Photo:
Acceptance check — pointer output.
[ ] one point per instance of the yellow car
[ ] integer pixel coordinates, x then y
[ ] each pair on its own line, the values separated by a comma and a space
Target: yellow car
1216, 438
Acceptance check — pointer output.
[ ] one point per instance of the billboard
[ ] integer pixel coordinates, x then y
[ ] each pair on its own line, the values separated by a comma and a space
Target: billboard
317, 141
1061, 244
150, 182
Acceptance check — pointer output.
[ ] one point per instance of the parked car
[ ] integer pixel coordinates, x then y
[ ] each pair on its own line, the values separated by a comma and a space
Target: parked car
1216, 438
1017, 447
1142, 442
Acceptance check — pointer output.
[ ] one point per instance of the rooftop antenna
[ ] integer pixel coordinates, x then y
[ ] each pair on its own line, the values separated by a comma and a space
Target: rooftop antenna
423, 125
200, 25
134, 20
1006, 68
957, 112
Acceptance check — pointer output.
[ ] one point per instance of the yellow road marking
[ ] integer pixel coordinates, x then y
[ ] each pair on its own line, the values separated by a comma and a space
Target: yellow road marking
^^^^^^^^
■ **WRITTEN INSTRUCTION**:
How many lines in the records above contain the string "rooftop"? Reply with the number alone.

■ **REPLY**:
2